ОТРЫВОК ИЗ ДОКУМЕНТА:

Путники сложили вещи, и, передъ тѣмъ какъ взобраться на верблюдовъ, Джузеппе раздѣлилъ между всѣми остатокъ воды. Каждому досталось полстакана. Къ удивленію Нахтигаля, Колокоми не сталъ пить свою порцію. Онъ сполоснулъ водой ротъ, глотку и выпустилъ драгоцѣнную влагу струей на воздухъ.

-- Я еще не чувствую жажды,-- замѣтилъ онъ Нахтигалю, подавая ему пустой стаканъ,-- и удивляюсь, что вы -- люди воды {Тубу считаютъ европейцевъ какими-то земноводными.} -- не можете вынести лишенія ея такое короткое время.

Сухой и крѣпкій, какъ кремень пустыни, стоялъ Колокоми передъ европейцемъ. Бу-Сеидъ, Бирса и старый Мохамедъ, подобно ему, испытывали слабѣе мученія жажды, и въ словахъ сожалѣнія, которыми они утѣшали христіанъ и двухъ слугъ негровъ, чувствовалась доля насмѣшки. Колокоми и Бу-Сеидъ поскакали впередъ на своихъ легконогихъ верблюдахъ и вскорѣ скрылись отъ взоровъ остальныхъ, которые медленно двигались впередъ на своихъ истомленныхъ животныхъ. Утромъ пятаго дня они очутились въ сухой рѣчной долинѣ, въ глубинѣ которой у подножія черныхъ скалъ долженъ былъ находиться спасительный источникъ. Лучъ надежды скользнулъ въ померкшее сознаніе путешественника, когда онъ замѣтилъ на пескѣ слѣды того, что еще недавно здѣсь струилась вода: это были многочисленные слѣды верблюдовъ, ословъ и антилопъ. Между ними Нахтигаль впервые увидалъ глубокіе отпечатки двухпалыхъ лапъ страуса. Вскорѣ солнце, этотъ жестокій врагъ умирающихъ отъ жажды, поднялось выше, обливая знойными лучами черные бока ущелья и песчаное дно его. Путники чувствовали себя точно въ раскаленной печи: со всѣхъ сторонъ ихъ обдавало жаромъ отраженныхъ скалами лучей. Мученія жажды стали ужасны: носъ, ротъ и глотка стали сухи, какъ дерево, виски и лобъ сжимало, точно желѣзнымъ обручемъ, воспаленные глаза горѣли невыносимо, и истощеніе охватывало всѣ члены. Къ довершенію несчастія тамъ и сямъ изъ песка воздымались отдѣльныя деревья -- акаціи саялакъ, которыя, какъ магнитъ, притягивали къ себѣ верблюдовъ. Дѣло кончилось тѣмъ, что верблюдъ Нахтигаля, не смотря на всѣ усилія сѣдока, работавшаго шомполомъ по его втянутымъ бокамъ, влѣзъ въ колючую чашу кустарника и ни за что не хотѣлъ покинуть тѣнистое мѣсто покоя. Остальные верблюды послѣдовали примѣру своего собрата, и скоро весь караванъ застрялъ подъ деревомъ, какъ корабль на мели. Не оставалось ничего, какъ остановиться здѣсь до вечера и затѣмъ сдѣлать попытку добраться до источника, если Колокоми и Бу-Сеидъ не вернутся къ тому времени.

ЗАДАНИЯ:
**A.** Сколько воды досталось каждому путнику, когда Джузеппе разделил остаток, согласно отрывку?
**B.** Пожалуйста, перепишите в виде JSON-списка строк, по одной на строку и без пустых, строки записей от строки с "Target: ocean wave" до строки с "column 544, row 176" включительно.
Отрывок и записи между собой никак не связаны.

МАТЕРИАЛ:
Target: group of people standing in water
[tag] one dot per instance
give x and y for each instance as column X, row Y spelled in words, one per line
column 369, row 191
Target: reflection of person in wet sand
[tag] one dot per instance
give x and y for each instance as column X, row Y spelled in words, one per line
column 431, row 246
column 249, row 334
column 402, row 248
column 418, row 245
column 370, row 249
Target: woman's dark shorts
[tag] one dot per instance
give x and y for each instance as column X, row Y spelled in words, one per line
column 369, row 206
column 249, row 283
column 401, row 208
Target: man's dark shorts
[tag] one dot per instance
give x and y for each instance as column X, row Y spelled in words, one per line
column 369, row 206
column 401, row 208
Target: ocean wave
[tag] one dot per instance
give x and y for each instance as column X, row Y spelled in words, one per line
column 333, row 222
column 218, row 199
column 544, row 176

---

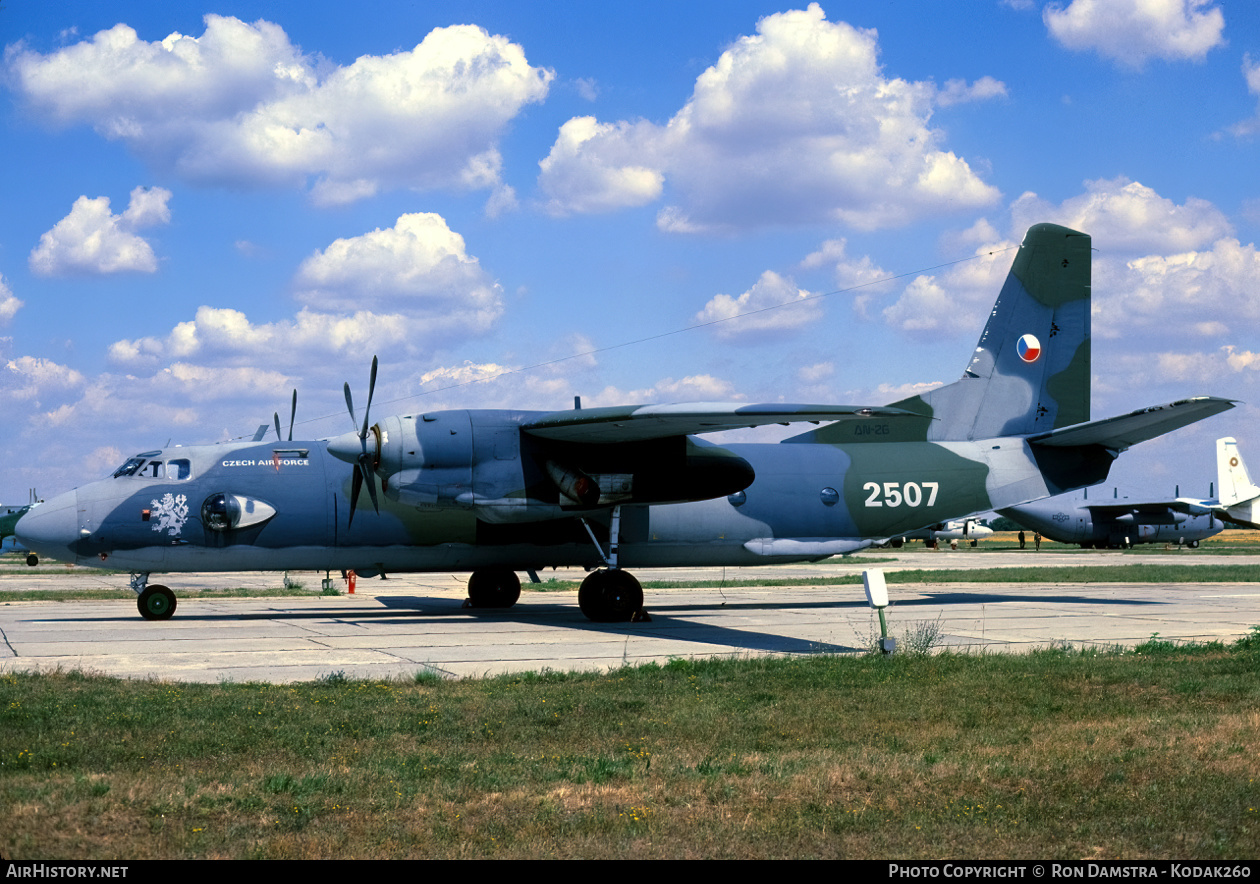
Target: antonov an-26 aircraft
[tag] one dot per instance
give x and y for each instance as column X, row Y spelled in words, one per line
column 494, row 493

ОТВЕТЫ К ЗАДАНИЯМ:
**A.** Каждому досталось полстакана.

**B.**
[
  "Target: ocean wave",
  "[tag] one dot per instance",
  "give x and y for each instance as column X, row Y spelled in words, one per line",
  "column 333, row 222",
  "column 218, row 199",
  "column 544, row 176"
]